PASSAGE:

CREATE NONCLUSTERED INDEX Orders_Index01
ON TestOrders(CustomerID);

SELECT index_id, name
FROM sys.indexes
WHERE object_id = object_id('TestOrders');

DBCC IND('Northwind', 'TestOrders', 2);

SET STATISTICS TIME ON;
SET STATISTICS IO ON;
SET STATISTICS PROFILE ON;

WITH INDEX

  • WITH INDEX
    • force index usage
    • Database choose whether index usage or not
    • if it is more better index not usage, database can choose SCAN
SELECT *
FROM TestOrders
WHERE CustomerID = 'QUICK';
MSSQL Northwind
SELECT *
FROM TestOrders WITH(INDEX(Orders_Index01))
WHERE CustomerID = 'QUICK';
MSSQL Northwind

Decrease Lookup

  • Covered Index
    • include all column to search in index
    • but it can putsa load on the DML(CREATE, DELETE, UPDATE)
CREATE NONCLUSTERED INDEX Orders_Index02
ON TestOrders(CustomerID, ShipVia);

SELECT *
FROM TestOrders WITH(INDEX(Orders_Index02))
WHERE CustomerID = 'QUICK' AND ShipVia = 3;
MSSQL Northwind
  • INCLUDE
    • give a hint to index by INCLUDE
CREATE NONCLUSTERED INDEX Orders_Index03
ON TestOrders(CustomerID) INCLUDE (ShipVia);
MSSQL Northwind
  • Clustered
    • Only one column
    • it can put a load if there is Non-Clustred

Index Column Order

Create dummy data

USE Northwind;

SELECT *
INTO TestOrders
FROM Orders;

DECLARE @i INT = 1;
DECLARE @emp INT;

SELECT @emp = MAX(EmployeeID) 
FROM Orders;

SELECT *
FROM TestOrders;

WHILE(@i < 1000)
BEGIN
	INSERT INTO TestOrders(CustomerID, EmployeeID, OrderDate)
	SELECT CustomerID, @emp + @i, OrderDate
	FROM Orders;
	SET @i = @i + 1;
END

SELECT COUNT(*)
FROM TestOrders;
MSSQL Northwind

Create Index

  • idx_emp_ord creates index by EmployeeID at first, and then by OrderDate
  • idx_ord_emp creates index by OrderDate at first, and then by EmployeeID
CREATE NONCLUSTERED INDEX idx_emp_ord
ON TestOrders(EmployeeID, OrderDate);

CREATE NONCLUSTERED INDEX idx_ord_emp
ON TestOrders(OrderDate, EmployeeID);

SET STATISTICS TIME ON;
SET STATISTICS IO ON;

Compare

  • Case 1: no range in search
    • there is same logiacal read time
    • and both use index to search
SELECT *
FROM TestOrders WITH(INDEX(idx_emp_ord))
WHERE EmployeeID = 1 AND OrderDate = CONVERT(DATETIME, '19970101');
MSSQL Northwind
SELECT *
FROM TestOrders WITH(INDEX(idx_ord_emp))

WHAT THIS TASK INVOLVES: Continue the SQL Server index notes from the point where they stop. The listing that comes next is separate material and has no connection to the SQL Server index notes.

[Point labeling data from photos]
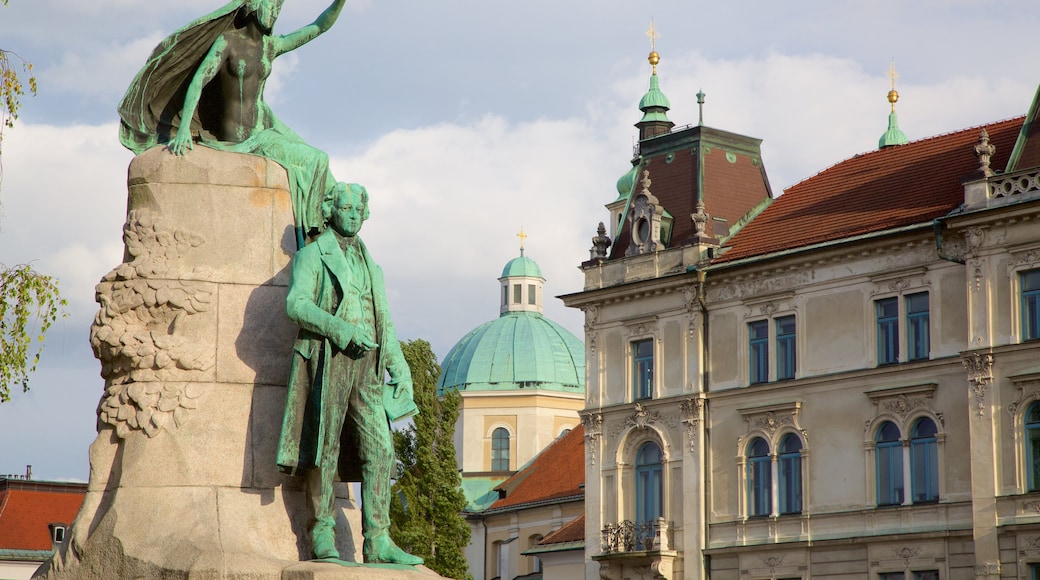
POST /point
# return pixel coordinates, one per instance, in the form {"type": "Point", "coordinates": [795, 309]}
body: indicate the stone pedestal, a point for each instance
{"type": "Point", "coordinates": [195, 348]}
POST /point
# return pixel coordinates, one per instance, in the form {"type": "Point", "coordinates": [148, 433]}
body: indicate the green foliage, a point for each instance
{"type": "Point", "coordinates": [10, 87]}
{"type": "Point", "coordinates": [29, 301]}
{"type": "Point", "coordinates": [425, 512]}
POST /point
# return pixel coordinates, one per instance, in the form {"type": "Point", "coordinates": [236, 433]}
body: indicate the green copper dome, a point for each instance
{"type": "Point", "coordinates": [521, 266]}
{"type": "Point", "coordinates": [626, 182]}
{"type": "Point", "coordinates": [893, 135]}
{"type": "Point", "coordinates": [654, 97]}
{"type": "Point", "coordinates": [515, 351]}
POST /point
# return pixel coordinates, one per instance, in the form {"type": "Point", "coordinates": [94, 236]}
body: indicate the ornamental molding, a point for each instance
{"type": "Point", "coordinates": [1023, 258]}
{"type": "Point", "coordinates": [641, 326]}
{"type": "Point", "coordinates": [975, 238]}
{"type": "Point", "coordinates": [692, 410]}
{"type": "Point", "coordinates": [903, 401]}
{"type": "Point", "coordinates": [593, 423]}
{"type": "Point", "coordinates": [980, 367]}
{"type": "Point", "coordinates": [907, 553]}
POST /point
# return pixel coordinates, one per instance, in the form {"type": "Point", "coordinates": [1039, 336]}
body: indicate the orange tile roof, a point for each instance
{"type": "Point", "coordinates": [26, 508]}
{"type": "Point", "coordinates": [895, 186]}
{"type": "Point", "coordinates": [572, 531]}
{"type": "Point", "coordinates": [555, 473]}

EXERCISE RESPONSE:
WHERE EmployeeID = 1 AND OrderDate = CONVERT(DATETIME, '19970101');
MSSQL Northwind
  • first, database searches the page which have a real data matching with condition
  • and check the next row
  • if the next row is not matched with condition, then return
  • So, idx_emp_ord and idx_emp_ord searched same count of row
  • this is because their search order did not affect to search
SELECT *
FROM TestOrders
ORDER BY EmployeeID, OrderDate;
MSSQL Northwind
SELECT *
FROM TestOrders
ORDER BY OrderDate, EmployeeID;
MSSQL Northwind
  • Case 2: range in search
    • both use index also
    • but both of logical read time are different
-- Same with next SELECT statement ---------------
SELECT *
FROM TestOrders WITH(INDEX(idx_emp_ord))
WHERE EmployeeID = 1 AND OrderDate >= '19970101' AND OrderDate <= '19970103';
--------------------------------------------------

SELECT *
FROM TestOrders WITH(INDEX(idx_emp_ord))
WHERE EmployeeID = 1 AND OrderDate BETWEEN '19960701' AND '19970103';
MSSQL Northwind
SELECT *
FROM TestOrders WITH(INDEX(idx_ord_emp))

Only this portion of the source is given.